● Page text
- Born: Jean-Pierre François 7 June 1965 (age 60) Pont-à-Mousson, France
- Origin: France
- Genres: Pop
- Occupation: Singer
- Years active: 1989–1990
- Labels: Zone Music

Association football career
- Height: 1.86 m (6 ft 1 in)
- Position: Forward

Senior career*
- Years: Team / Apps / (Gls)
- 1982–1983: CS Blénod et Pont-à-Mousson / 18 / (1)
- 1983–1986: Dijon
- 1986–1987: FC Basel / 12 / (9)
- 1987–1988: Saint-Étienne / 19 / (0)

= Jean-Pierre François =

French singer and footballer (born 1965)

Jean-Pierre François (born 7 June 1965) is a French singer and former footballer. He remained particularly known for his 1989 summer hit "Je te survivrai", a love song written by Didier Barbelivien, which reached number 2 on the French Singles Chart.

● Tasks
- a) In the Jean-Pierre François biography, who wrote the song "Je te survivrai"?
- b) Continue the Jean-Pierre François biography from its last sentence.
The records can be left aside.

● Given records
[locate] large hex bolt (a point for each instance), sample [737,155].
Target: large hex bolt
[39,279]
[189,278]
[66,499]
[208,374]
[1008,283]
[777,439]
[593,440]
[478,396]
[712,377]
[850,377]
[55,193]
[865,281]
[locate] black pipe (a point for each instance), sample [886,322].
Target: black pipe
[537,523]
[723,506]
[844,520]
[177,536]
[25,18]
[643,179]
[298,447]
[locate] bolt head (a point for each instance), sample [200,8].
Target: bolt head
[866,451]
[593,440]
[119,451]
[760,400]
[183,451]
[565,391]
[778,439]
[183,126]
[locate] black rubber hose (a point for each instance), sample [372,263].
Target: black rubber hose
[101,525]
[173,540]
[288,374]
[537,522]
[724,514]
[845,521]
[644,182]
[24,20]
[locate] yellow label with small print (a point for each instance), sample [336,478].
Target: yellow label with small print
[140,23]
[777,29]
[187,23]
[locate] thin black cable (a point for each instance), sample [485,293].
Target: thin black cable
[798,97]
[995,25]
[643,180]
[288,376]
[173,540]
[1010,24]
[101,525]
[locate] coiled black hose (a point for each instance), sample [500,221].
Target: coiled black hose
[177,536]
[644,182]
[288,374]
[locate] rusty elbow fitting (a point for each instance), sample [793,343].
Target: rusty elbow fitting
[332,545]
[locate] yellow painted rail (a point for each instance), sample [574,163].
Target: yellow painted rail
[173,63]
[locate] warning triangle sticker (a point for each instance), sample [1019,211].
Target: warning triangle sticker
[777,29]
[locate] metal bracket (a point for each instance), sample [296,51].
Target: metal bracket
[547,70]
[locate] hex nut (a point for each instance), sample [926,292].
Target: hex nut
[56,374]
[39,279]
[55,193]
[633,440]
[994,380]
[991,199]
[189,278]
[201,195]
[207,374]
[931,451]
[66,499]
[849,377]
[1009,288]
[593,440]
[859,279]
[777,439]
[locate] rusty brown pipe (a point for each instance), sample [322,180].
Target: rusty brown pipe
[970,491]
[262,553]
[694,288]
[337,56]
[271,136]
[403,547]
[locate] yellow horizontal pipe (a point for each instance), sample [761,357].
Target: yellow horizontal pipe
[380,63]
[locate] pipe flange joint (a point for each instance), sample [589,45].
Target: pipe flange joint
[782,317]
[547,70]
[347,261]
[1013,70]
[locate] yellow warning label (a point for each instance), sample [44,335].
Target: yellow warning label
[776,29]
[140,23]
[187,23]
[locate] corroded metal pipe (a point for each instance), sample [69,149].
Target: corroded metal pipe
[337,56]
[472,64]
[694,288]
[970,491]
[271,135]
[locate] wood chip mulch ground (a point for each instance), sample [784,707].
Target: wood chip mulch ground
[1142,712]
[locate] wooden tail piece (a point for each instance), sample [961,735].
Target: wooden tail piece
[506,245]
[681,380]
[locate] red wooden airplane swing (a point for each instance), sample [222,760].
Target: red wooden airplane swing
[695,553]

● Responses by task
- a) Didier Barbelivien

- b)
==Career==
François began his football career with CS Blénod et Pont-à-Mousson. He played for Dijon from 1983 to 1986. Following a short spell with FC Basel in Switzerland he returned to France to play for AS Saint-Étienne in the 1987–88 season.

In 1989, François began a singing career with his smash hit "Je te survivrai", then with "Il a neigé sur lacs" and "Des Nuits", released in early 1990. The same year, he also released his first and sole album entitled Des Nuits, which contains a duet with Debbie Davis, but it was not successful. He decided to leave the show-biz, and became owner of a discothèque in Saint-Cyprien.

In 2004, his daughter Sandy, participated in the French TV reality show Star Academy 4.

==Discography==

===Albums===
- 1990: Des Nuits
1. "Des Nuits"
2. "L'amour sans rien dire"
3. "Pont-à-Mousson"
4. "Peut-être toi, peut-être un autre"
5. "La Gamine"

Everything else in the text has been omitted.